The second step consists of converting the latitude-longitude coordinates to Cartesian x-y coordinates in a planar system using a cartographic projection. Hundreds of projections have been developed, each addressing different aspects of the mathematical problem of converting a three-dimensional object (on a sphere or ellipsoid) to two dimensions (a flat map). In this conversion, every projection involves distortion of one or more fundamental properties of geographic objects: angles (sometimes confused with shape), area, distance and direction. It is important to be aware of this limitation, since many investigations rely on the computation of variables such as distance, or density (which involves area). The use of an inappropriate projection or distance metric may yield misleading results, especially for analyses that cover large areas (e.g, US-wide).
For our purposes, two aspects are most important. One is to recognize whether spatial coordinates are projected (typically in units of feet or meters), or unprojected (i.e., in decimal degrees). To confuse matters more, the latter are sometimes
referred to as a geographic projection, even though there is no projection involved. An operation such as Euclidean distance is only supported for projected coordinates. In many instances,
GeoDa will generate a warning when an attempt to compute distances with decimal degrees is made, but this cannot be detected in all situations.
A second important aspect is to make sure that layers are in the same projection when combined.
GeoDa has some functionality to reproject layers on the fly to accomplish this, but it is not fail-safe.
Coordinate reference system (CRS)
A coordinate reference system or CRS is a formal representation of location. It typically contains both a datum and a particular projection, as well as some information on the location of the coordinate center, units of measurement and related items. A CRS is typically referred to by a code, such as an EPSG code, originally developed by the European Petroleum Survey Group.
Interestingly, the lack of a projection, i.e., simple latitude-longitude degrees, has an EPSG code of 4326. Often, this will be the point of departure, after which a transformation can be performed to obtain an actual projected data set.
As we saw in the previous chapter, when a layer is saved in
GeoDa, it is important to specify the CRS, even
if the data is latitude-longitude. The CRS entry in the save dialog uses the proj4 convention, which
is compatible with the open source PROJ library upon which the projection functionality
GeoDa is build.

= = = = =

_Problem to work on:_
Answer these three questions from the passage on map projections and coordinate reference systems:
(a) Which fundamental properties of geographic objects can a projection distort?
(b) What EPSG code do simple latitude-longitude degrees have?
(c) Which convention does the CRS entry in the save dialog use?

= = = = =

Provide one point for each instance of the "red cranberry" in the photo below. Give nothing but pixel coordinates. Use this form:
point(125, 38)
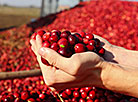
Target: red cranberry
point(96, 100)
point(79, 48)
point(64, 95)
point(53, 38)
point(101, 51)
point(54, 46)
point(56, 32)
point(87, 89)
point(68, 92)
point(24, 95)
point(92, 42)
point(76, 94)
point(65, 34)
point(92, 94)
point(46, 44)
point(34, 36)
point(97, 42)
point(18, 100)
point(82, 34)
point(89, 36)
point(72, 40)
point(31, 100)
point(84, 94)
point(89, 100)
point(41, 32)
point(46, 36)
point(81, 100)
point(85, 41)
point(90, 47)
point(42, 96)
point(63, 44)
point(65, 52)
point(16, 95)
point(44, 61)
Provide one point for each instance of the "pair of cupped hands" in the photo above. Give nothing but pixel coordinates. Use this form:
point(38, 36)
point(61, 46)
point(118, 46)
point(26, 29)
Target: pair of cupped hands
point(80, 70)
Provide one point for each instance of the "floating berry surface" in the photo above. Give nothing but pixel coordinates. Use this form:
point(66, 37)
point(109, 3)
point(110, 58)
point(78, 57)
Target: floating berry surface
point(114, 20)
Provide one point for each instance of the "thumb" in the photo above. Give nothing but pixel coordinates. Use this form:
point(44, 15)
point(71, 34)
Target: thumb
point(54, 58)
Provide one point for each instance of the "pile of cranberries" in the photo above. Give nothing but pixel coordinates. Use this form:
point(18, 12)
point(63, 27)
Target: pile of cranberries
point(67, 44)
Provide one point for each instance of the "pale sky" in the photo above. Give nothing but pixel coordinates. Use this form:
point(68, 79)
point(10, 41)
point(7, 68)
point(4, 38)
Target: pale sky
point(35, 2)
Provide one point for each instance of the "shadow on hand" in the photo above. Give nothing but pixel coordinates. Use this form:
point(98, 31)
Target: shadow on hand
point(108, 56)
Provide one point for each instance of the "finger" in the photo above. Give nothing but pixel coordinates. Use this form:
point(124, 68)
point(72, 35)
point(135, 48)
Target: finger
point(54, 58)
point(33, 43)
point(38, 41)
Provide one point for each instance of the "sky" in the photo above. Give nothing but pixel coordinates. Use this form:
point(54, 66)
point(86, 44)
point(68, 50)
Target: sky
point(37, 3)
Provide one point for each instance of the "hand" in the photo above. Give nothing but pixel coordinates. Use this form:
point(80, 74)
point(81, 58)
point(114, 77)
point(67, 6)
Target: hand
point(109, 55)
point(81, 69)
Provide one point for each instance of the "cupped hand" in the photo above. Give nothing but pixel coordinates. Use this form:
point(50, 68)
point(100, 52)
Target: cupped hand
point(81, 69)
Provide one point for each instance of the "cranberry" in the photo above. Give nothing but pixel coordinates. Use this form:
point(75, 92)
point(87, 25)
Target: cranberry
point(46, 44)
point(97, 42)
point(92, 42)
point(101, 51)
point(84, 94)
point(89, 36)
point(64, 95)
point(44, 61)
point(42, 96)
point(80, 48)
point(41, 32)
point(87, 89)
point(46, 36)
point(34, 36)
point(89, 100)
point(92, 94)
point(90, 47)
point(65, 34)
point(76, 94)
point(18, 100)
point(53, 38)
point(68, 92)
point(54, 46)
point(82, 34)
point(81, 100)
point(65, 52)
point(85, 41)
point(31, 100)
point(72, 40)
point(63, 44)
point(56, 32)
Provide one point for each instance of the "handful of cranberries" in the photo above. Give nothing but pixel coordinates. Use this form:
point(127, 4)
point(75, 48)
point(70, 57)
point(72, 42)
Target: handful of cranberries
point(67, 44)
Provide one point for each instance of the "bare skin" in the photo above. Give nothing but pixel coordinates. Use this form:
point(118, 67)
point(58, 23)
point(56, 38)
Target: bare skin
point(89, 69)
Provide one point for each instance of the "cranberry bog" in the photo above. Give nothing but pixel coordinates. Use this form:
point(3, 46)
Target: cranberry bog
point(113, 20)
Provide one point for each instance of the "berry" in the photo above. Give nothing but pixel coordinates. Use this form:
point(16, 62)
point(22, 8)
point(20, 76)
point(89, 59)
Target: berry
point(72, 40)
point(24, 95)
point(65, 52)
point(89, 36)
point(92, 94)
point(46, 36)
point(41, 32)
point(54, 46)
point(76, 94)
point(65, 34)
point(31, 100)
point(46, 44)
point(34, 36)
point(83, 94)
point(53, 38)
point(42, 96)
point(79, 48)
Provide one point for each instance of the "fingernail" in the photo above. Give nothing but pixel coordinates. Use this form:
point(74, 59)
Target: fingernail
point(42, 51)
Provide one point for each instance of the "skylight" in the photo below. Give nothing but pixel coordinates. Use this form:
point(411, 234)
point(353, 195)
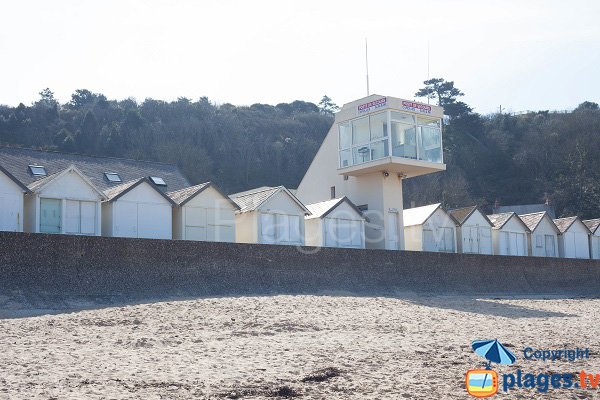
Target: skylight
point(37, 170)
point(113, 177)
point(158, 181)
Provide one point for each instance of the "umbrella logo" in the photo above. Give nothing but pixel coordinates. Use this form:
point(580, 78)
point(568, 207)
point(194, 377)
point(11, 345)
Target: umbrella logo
point(484, 382)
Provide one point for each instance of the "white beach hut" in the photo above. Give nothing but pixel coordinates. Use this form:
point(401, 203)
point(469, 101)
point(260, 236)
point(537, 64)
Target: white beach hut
point(509, 234)
point(429, 228)
point(203, 213)
point(543, 237)
point(269, 215)
point(65, 202)
point(137, 209)
point(593, 225)
point(335, 223)
point(12, 193)
point(573, 240)
point(473, 231)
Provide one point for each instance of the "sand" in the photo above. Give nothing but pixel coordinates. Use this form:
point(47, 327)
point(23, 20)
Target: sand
point(314, 347)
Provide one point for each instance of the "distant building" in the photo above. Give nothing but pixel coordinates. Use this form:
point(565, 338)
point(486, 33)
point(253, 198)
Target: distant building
point(429, 228)
point(526, 209)
point(573, 240)
point(373, 145)
point(474, 230)
point(509, 235)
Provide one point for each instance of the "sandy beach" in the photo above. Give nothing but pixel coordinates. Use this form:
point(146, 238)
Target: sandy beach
point(313, 347)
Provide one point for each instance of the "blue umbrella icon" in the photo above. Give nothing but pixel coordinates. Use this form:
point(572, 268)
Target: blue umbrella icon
point(493, 351)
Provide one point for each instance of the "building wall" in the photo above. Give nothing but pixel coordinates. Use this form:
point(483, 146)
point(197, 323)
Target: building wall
point(513, 225)
point(62, 268)
point(574, 243)
point(11, 205)
point(219, 212)
point(484, 229)
point(543, 229)
point(154, 214)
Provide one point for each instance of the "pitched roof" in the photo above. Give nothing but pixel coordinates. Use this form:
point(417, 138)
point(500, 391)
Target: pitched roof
point(499, 220)
point(250, 200)
point(17, 160)
point(592, 224)
point(563, 224)
point(418, 215)
point(323, 208)
point(117, 192)
point(181, 197)
point(41, 183)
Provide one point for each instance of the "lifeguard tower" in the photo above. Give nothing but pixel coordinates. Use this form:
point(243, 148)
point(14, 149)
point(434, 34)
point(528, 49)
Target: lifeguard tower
point(374, 143)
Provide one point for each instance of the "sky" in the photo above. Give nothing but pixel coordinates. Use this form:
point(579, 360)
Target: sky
point(518, 55)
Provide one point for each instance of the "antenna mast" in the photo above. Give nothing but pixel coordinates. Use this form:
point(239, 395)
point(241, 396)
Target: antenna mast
point(367, 64)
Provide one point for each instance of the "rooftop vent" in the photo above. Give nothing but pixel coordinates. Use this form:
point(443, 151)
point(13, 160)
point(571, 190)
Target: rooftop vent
point(37, 170)
point(158, 181)
point(113, 177)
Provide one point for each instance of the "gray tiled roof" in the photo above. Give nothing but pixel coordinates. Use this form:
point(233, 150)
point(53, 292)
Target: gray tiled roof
point(252, 199)
point(498, 220)
point(17, 161)
point(564, 223)
point(532, 220)
point(592, 224)
point(182, 195)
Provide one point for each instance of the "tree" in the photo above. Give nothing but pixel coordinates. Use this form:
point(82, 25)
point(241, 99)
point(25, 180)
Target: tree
point(327, 106)
point(446, 95)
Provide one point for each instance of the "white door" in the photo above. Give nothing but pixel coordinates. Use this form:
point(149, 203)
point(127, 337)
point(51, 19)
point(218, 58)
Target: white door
point(9, 212)
point(154, 221)
point(429, 240)
point(582, 249)
point(393, 239)
point(195, 223)
point(50, 215)
point(549, 246)
point(125, 219)
point(267, 228)
point(485, 240)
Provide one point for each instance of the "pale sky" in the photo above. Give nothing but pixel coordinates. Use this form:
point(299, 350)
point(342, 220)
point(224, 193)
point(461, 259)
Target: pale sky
point(523, 55)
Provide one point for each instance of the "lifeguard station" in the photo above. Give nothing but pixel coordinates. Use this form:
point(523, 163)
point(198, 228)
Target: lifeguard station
point(374, 143)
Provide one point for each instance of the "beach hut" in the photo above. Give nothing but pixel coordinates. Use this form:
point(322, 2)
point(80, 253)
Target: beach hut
point(269, 215)
point(203, 213)
point(137, 209)
point(509, 234)
point(12, 192)
point(65, 202)
point(593, 225)
point(573, 240)
point(429, 228)
point(335, 223)
point(473, 230)
point(542, 241)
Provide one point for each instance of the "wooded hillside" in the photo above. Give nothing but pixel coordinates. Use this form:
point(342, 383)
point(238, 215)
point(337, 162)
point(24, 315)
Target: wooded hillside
point(512, 159)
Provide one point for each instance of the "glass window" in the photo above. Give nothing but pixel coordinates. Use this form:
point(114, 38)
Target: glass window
point(37, 170)
point(345, 135)
point(428, 121)
point(158, 181)
point(378, 126)
point(379, 150)
point(404, 140)
point(404, 118)
point(345, 158)
point(360, 154)
point(113, 177)
point(431, 141)
point(360, 131)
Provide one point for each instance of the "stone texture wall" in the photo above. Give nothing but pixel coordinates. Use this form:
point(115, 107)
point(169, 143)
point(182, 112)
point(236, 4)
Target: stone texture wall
point(113, 269)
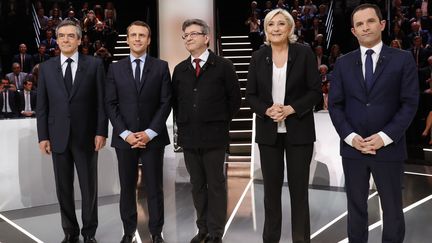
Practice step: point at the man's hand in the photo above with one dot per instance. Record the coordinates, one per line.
(143, 139)
(45, 146)
(374, 142)
(99, 142)
(133, 140)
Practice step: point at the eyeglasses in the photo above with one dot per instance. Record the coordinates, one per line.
(192, 35)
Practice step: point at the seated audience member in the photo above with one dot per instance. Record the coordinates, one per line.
(419, 53)
(23, 58)
(103, 53)
(9, 100)
(50, 42)
(109, 6)
(56, 16)
(320, 57)
(16, 77)
(396, 44)
(43, 20)
(427, 131)
(41, 56)
(268, 8)
(71, 17)
(27, 100)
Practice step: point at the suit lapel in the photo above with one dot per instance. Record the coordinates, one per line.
(358, 69)
(268, 70)
(147, 67)
(59, 76)
(79, 75)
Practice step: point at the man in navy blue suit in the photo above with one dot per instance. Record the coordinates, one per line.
(373, 99)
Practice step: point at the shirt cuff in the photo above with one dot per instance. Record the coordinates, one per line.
(124, 134)
(150, 133)
(349, 138)
(386, 139)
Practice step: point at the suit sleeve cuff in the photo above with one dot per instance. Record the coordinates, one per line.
(124, 134)
(349, 138)
(386, 139)
(150, 133)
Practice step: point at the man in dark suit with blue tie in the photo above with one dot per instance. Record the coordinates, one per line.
(373, 99)
(72, 126)
(138, 102)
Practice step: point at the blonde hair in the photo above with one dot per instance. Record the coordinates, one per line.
(290, 21)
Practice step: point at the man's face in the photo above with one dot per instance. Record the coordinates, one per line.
(28, 86)
(67, 40)
(138, 40)
(367, 27)
(16, 69)
(196, 41)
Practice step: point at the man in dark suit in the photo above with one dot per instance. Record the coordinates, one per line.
(138, 102)
(72, 126)
(27, 100)
(9, 100)
(206, 97)
(25, 60)
(373, 99)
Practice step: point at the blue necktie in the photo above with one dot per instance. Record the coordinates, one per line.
(137, 72)
(369, 69)
(68, 75)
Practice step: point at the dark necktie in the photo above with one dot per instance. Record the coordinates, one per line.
(197, 66)
(137, 72)
(68, 75)
(369, 68)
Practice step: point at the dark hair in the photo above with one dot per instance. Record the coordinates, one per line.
(204, 26)
(139, 23)
(64, 23)
(365, 6)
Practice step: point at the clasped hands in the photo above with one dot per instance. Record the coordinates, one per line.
(279, 112)
(138, 139)
(368, 145)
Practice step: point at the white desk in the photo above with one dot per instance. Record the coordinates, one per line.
(27, 176)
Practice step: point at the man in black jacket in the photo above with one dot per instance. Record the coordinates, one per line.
(206, 97)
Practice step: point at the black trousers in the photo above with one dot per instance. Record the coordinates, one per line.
(85, 161)
(298, 158)
(152, 169)
(205, 167)
(388, 177)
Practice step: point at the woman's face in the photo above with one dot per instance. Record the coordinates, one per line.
(278, 30)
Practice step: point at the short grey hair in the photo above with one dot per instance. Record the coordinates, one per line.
(64, 23)
(290, 21)
(205, 29)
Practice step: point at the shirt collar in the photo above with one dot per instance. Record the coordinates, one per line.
(142, 58)
(203, 56)
(63, 58)
(377, 49)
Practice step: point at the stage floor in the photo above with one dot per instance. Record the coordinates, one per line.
(245, 212)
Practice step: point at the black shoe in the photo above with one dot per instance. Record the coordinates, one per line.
(89, 239)
(70, 239)
(199, 238)
(157, 239)
(128, 239)
(213, 239)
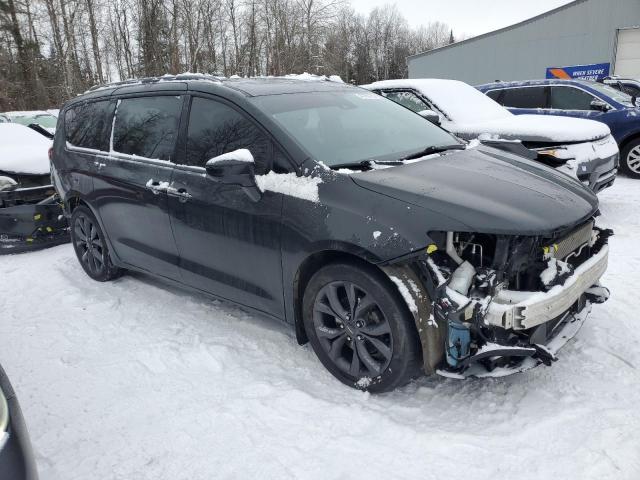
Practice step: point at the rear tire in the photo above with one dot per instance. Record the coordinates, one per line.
(630, 158)
(90, 246)
(360, 328)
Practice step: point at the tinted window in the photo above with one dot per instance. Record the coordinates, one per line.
(215, 128)
(407, 99)
(88, 125)
(569, 98)
(526, 97)
(147, 126)
(351, 125)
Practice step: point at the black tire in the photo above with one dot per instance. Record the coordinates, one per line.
(630, 158)
(382, 336)
(90, 246)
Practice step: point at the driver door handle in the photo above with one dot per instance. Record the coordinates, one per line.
(156, 186)
(181, 193)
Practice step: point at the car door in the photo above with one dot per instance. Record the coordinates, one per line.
(229, 244)
(130, 185)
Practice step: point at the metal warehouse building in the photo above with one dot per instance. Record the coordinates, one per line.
(584, 38)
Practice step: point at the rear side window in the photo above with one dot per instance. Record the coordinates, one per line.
(216, 128)
(570, 98)
(147, 126)
(88, 125)
(407, 99)
(526, 97)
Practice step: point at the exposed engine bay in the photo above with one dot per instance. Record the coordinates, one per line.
(30, 213)
(504, 303)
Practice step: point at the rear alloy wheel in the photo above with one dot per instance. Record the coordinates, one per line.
(90, 247)
(631, 159)
(360, 328)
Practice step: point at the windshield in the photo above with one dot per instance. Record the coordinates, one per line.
(352, 126)
(45, 120)
(614, 93)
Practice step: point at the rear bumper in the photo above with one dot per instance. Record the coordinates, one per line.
(16, 455)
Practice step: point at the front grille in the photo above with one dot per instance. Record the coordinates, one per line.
(575, 240)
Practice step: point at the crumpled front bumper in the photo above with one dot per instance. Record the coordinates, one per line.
(523, 310)
(565, 331)
(30, 219)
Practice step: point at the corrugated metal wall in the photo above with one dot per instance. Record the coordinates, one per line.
(583, 32)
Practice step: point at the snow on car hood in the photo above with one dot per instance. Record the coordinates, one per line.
(488, 190)
(533, 128)
(23, 150)
(470, 113)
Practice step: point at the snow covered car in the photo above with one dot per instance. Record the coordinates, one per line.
(16, 456)
(38, 117)
(391, 246)
(30, 214)
(581, 148)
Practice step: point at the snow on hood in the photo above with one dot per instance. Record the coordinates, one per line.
(534, 128)
(23, 150)
(470, 113)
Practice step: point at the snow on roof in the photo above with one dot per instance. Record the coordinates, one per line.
(22, 150)
(26, 113)
(471, 113)
(460, 102)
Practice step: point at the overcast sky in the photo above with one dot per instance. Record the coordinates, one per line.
(471, 17)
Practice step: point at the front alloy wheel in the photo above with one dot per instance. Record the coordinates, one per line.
(352, 329)
(90, 246)
(360, 327)
(631, 159)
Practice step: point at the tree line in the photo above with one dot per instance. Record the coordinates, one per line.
(51, 50)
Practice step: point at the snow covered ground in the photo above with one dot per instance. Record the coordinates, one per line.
(138, 380)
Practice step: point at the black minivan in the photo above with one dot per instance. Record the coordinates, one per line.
(391, 246)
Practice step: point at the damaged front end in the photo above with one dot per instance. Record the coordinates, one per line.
(31, 215)
(493, 305)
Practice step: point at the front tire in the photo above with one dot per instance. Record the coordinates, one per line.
(630, 161)
(90, 246)
(360, 328)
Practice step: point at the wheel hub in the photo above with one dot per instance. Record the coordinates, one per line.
(352, 329)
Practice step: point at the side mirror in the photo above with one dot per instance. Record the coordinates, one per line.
(235, 168)
(599, 105)
(430, 115)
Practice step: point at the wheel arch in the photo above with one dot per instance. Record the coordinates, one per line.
(628, 139)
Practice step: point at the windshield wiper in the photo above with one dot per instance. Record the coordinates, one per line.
(366, 164)
(433, 149)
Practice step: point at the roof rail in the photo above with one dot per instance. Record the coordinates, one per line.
(164, 78)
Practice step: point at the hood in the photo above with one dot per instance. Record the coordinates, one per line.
(533, 128)
(23, 150)
(487, 190)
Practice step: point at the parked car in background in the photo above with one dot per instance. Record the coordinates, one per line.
(16, 455)
(38, 117)
(580, 99)
(583, 149)
(386, 242)
(630, 86)
(30, 213)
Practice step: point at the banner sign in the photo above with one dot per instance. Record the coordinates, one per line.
(596, 71)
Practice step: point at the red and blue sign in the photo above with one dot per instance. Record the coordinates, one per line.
(596, 71)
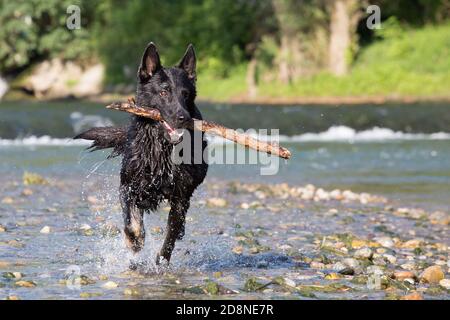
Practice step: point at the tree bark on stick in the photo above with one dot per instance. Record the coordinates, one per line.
(208, 127)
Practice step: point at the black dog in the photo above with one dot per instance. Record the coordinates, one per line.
(148, 175)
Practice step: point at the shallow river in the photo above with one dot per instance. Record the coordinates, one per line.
(243, 228)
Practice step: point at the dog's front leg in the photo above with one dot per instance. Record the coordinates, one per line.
(175, 229)
(133, 218)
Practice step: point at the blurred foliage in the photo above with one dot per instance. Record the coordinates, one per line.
(226, 35)
(220, 31)
(34, 29)
(415, 63)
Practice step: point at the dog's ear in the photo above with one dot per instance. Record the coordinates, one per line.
(189, 62)
(150, 62)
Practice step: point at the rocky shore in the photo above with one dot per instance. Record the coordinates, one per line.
(281, 241)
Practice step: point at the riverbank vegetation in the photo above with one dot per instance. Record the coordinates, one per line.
(247, 50)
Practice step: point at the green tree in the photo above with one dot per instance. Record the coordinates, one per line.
(36, 29)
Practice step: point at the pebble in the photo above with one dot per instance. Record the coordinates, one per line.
(317, 265)
(432, 275)
(26, 284)
(385, 242)
(45, 230)
(390, 258)
(363, 253)
(110, 285)
(347, 271)
(333, 276)
(350, 262)
(27, 192)
(7, 200)
(338, 266)
(402, 275)
(289, 282)
(445, 283)
(411, 244)
(216, 202)
(408, 266)
(412, 296)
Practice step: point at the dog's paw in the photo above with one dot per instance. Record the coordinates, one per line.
(162, 261)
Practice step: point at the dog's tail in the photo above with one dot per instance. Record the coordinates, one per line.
(106, 137)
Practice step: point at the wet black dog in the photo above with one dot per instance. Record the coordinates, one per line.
(148, 175)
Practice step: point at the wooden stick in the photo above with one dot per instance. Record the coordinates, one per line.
(208, 127)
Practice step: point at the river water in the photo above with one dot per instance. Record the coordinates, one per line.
(399, 152)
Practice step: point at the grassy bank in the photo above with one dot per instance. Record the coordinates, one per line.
(409, 63)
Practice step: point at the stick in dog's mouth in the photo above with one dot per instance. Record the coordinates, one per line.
(205, 126)
(174, 134)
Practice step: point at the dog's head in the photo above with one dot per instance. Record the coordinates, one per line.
(170, 90)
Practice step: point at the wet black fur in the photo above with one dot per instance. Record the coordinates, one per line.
(148, 175)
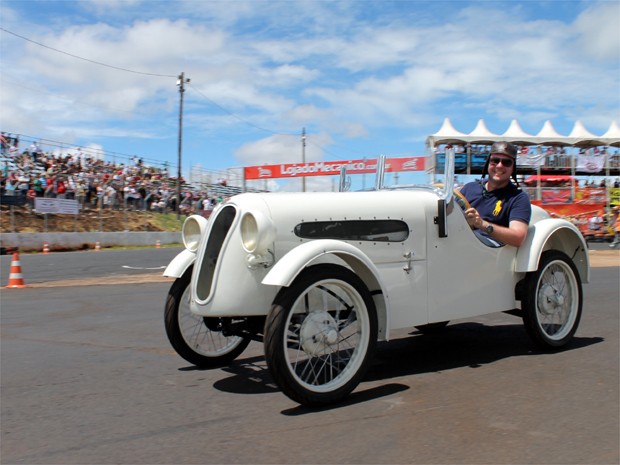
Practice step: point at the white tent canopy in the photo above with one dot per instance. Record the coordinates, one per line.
(579, 136)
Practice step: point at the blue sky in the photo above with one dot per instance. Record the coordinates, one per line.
(363, 78)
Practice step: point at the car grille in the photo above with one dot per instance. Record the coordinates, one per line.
(222, 222)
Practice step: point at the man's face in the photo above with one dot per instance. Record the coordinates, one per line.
(500, 168)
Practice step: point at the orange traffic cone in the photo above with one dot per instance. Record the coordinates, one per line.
(15, 277)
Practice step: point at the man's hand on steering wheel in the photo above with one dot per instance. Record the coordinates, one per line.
(473, 218)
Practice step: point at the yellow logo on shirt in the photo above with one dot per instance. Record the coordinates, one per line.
(498, 208)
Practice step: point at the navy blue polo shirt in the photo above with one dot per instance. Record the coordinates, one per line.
(500, 206)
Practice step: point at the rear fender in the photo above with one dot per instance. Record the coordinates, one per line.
(553, 234)
(180, 264)
(288, 268)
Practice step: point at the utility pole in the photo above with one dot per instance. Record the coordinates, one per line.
(303, 157)
(181, 83)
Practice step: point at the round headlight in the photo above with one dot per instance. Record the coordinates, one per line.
(257, 232)
(193, 229)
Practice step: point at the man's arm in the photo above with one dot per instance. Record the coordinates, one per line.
(514, 234)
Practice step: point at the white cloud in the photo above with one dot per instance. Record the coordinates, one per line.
(599, 30)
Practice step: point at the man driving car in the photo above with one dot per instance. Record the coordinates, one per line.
(500, 211)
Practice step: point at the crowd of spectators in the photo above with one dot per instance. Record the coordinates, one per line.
(94, 183)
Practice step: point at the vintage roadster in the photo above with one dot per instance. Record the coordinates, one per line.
(319, 278)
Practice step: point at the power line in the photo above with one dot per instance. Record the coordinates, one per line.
(239, 117)
(248, 123)
(85, 59)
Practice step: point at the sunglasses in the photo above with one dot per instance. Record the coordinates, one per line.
(506, 162)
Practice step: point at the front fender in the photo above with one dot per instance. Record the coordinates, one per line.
(553, 234)
(288, 267)
(180, 264)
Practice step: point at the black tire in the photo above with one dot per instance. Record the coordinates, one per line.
(432, 328)
(196, 338)
(552, 301)
(320, 335)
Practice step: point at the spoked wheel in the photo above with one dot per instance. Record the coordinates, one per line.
(320, 335)
(552, 301)
(199, 340)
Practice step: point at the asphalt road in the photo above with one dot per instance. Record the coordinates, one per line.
(88, 376)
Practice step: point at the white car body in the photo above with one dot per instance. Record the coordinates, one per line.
(432, 268)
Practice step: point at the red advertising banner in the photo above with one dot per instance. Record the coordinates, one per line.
(331, 168)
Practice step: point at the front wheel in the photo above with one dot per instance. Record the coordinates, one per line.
(199, 340)
(320, 335)
(552, 301)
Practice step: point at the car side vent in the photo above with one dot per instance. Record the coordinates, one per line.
(217, 234)
(354, 230)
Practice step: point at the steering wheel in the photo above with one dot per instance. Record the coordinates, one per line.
(461, 200)
(458, 197)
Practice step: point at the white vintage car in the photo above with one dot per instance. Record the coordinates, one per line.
(319, 278)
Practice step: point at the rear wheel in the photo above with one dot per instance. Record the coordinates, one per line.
(199, 340)
(552, 301)
(320, 335)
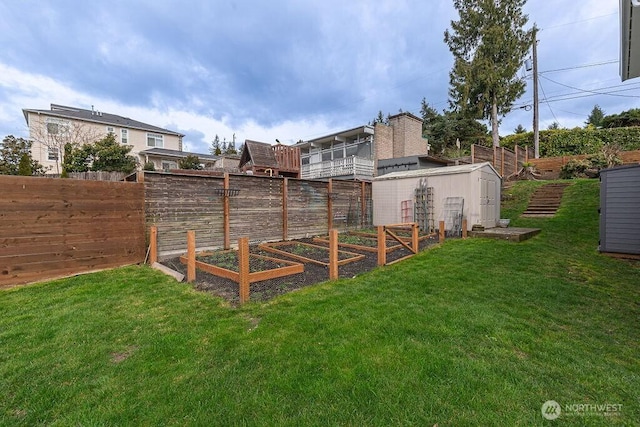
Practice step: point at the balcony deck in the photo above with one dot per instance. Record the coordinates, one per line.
(355, 167)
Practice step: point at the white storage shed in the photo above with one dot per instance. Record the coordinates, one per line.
(478, 184)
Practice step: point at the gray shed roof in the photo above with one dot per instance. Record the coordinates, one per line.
(447, 170)
(97, 117)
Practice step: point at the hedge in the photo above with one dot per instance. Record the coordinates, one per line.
(567, 142)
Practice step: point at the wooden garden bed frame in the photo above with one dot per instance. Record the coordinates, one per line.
(273, 247)
(291, 267)
(373, 249)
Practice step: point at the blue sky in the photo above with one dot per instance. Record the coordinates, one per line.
(283, 69)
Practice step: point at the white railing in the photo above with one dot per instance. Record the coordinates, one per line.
(349, 166)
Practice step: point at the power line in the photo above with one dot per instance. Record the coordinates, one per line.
(596, 64)
(589, 91)
(549, 106)
(578, 22)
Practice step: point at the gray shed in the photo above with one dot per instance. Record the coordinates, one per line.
(620, 210)
(478, 184)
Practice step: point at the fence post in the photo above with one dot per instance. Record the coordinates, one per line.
(153, 245)
(330, 204)
(333, 254)
(285, 208)
(225, 212)
(363, 203)
(382, 246)
(191, 256)
(243, 267)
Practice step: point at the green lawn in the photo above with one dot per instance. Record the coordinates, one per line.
(474, 332)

= = = = =

_Answer for the task:_
(a) Angles, area, distance and direction.
(b) 4326.
(c) The proj4 convention.